Transcribe the rows below exactly, beginning at the line that contains "query | pointing index finger" and ending with the final row, with both ends included. Leave the pictures out.

Records from a data source
- - - - -
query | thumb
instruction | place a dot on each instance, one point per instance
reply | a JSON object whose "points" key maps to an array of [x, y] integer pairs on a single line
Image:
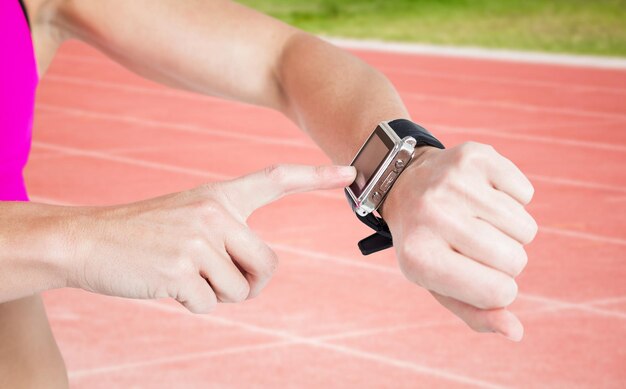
{"points": [[498, 320], [255, 190]]}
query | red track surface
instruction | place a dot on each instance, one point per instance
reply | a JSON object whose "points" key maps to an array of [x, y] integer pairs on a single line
{"points": [[332, 318]]}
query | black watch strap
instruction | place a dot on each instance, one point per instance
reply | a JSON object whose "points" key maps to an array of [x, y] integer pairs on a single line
{"points": [[382, 239]]}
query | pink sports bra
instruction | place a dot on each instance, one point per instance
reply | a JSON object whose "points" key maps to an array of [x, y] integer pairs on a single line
{"points": [[18, 82]]}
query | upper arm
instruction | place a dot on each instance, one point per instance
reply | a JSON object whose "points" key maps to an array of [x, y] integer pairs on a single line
{"points": [[214, 47]]}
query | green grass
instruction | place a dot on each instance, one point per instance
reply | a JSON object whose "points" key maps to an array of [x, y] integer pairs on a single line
{"points": [[569, 26]]}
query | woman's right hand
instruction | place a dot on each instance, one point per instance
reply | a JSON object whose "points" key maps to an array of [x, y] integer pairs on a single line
{"points": [[192, 246]]}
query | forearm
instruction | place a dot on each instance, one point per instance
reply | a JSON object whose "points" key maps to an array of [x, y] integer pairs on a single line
{"points": [[334, 96], [32, 249]]}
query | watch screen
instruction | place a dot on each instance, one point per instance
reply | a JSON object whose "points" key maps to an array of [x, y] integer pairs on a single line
{"points": [[371, 156]]}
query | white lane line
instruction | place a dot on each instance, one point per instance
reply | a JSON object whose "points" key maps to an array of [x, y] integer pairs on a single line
{"points": [[216, 176], [414, 95], [394, 271], [607, 301], [583, 235], [89, 372], [189, 357], [130, 161], [482, 53], [586, 307], [303, 144], [389, 270], [419, 72], [511, 105], [560, 181], [378, 358], [524, 82], [188, 128], [531, 138]]}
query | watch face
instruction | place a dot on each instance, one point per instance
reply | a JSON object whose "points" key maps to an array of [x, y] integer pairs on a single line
{"points": [[370, 158]]}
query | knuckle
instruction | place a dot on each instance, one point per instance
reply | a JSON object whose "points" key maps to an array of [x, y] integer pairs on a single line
{"points": [[270, 264], [501, 293], [532, 229], [239, 291], [519, 260], [275, 173], [211, 209], [417, 264], [203, 306], [471, 154], [182, 268]]}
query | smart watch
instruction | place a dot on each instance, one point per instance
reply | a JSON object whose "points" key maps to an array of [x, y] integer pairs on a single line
{"points": [[379, 163]]}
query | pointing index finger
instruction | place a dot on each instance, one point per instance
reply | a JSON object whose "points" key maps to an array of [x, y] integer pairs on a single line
{"points": [[258, 189]]}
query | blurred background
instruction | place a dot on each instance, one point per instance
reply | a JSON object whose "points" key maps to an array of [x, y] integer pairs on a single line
{"points": [[565, 26], [332, 318]]}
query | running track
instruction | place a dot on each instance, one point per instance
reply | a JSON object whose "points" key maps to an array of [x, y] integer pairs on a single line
{"points": [[332, 318]]}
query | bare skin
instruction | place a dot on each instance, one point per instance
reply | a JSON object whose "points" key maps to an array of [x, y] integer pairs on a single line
{"points": [[336, 98]]}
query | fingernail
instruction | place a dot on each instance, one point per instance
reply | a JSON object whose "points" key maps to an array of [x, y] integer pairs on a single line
{"points": [[347, 171], [515, 334]]}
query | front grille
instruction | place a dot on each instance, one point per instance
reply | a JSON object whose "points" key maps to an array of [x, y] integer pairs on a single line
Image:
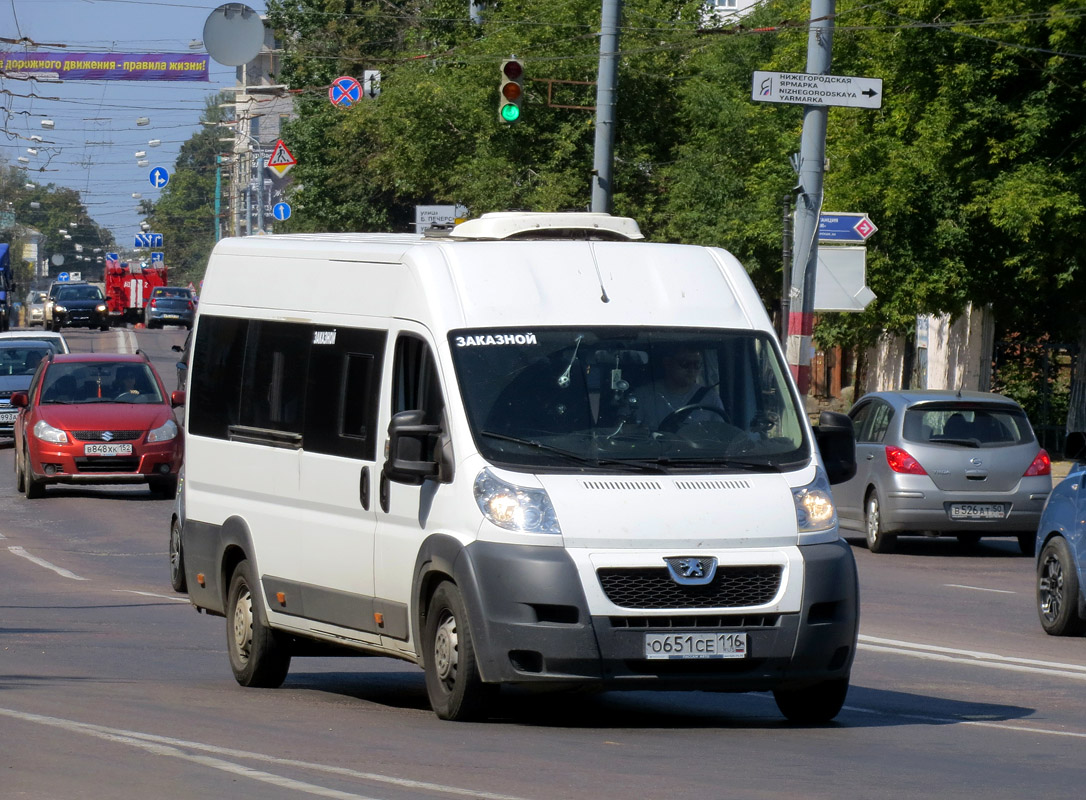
{"points": [[714, 622], [110, 464], [97, 435], [653, 587]]}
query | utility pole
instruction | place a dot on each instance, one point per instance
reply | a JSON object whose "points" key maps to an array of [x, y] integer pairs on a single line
{"points": [[809, 201], [607, 80]]}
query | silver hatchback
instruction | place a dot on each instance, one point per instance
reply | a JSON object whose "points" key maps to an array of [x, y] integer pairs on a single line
{"points": [[963, 464]]}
- - - - -
Problem solution –
query | pointing index finger
instruction | place a dot on each instance, one point per instance
reply | a JSON object whose "points" key maps to an array of [x, y] integer pairs on a single line
{"points": [[258, 189]]}
query | blurred background
instruction | place a dot on each instance, one point per instance
reply | a JSON object whose "points" key maps to an array of [x, y] integer pairs on a single line
{"points": [[565, 26], [332, 318]]}
query | running track
instruction | place a dot on each instance, one point per instance
reply | a JSON object whose "points" key maps to an array of [x, y] integer pairs on a single line
{"points": [[332, 318]]}
query | bare skin
instruction | place a dot on each instance, one point per instance
reply | a JSON object whose "points" key maps to an array of [x, y] integer pairs on a single line
{"points": [[336, 98]]}
query | fingernail
instruction | place a dot on each instance, one point per instance
reply | a JSON object whose "points" key maps to an array of [x, y] integer pairs on a single line
{"points": [[347, 171], [515, 334]]}
query | front grille
instruction | place a dot on each instance, one point per instance
reply | a JSON object whose "points" key maps to an array of [x, y] integer pairs on a single line
Image:
{"points": [[714, 622], [110, 464], [97, 435], [653, 587]]}
query | utility pole
instruction | place a dot on each instance, one point per instance
reply | a JSON object whose "points" key maps to an array of [x, y] integer pairs on a single line
{"points": [[809, 201], [607, 80]]}
query | silver hatchback
instruction | place a dot on each instance, one point per instance
reply | a JSON object whose "points" key maps to an array of [x, y] integer pairs on a single line
{"points": [[963, 464]]}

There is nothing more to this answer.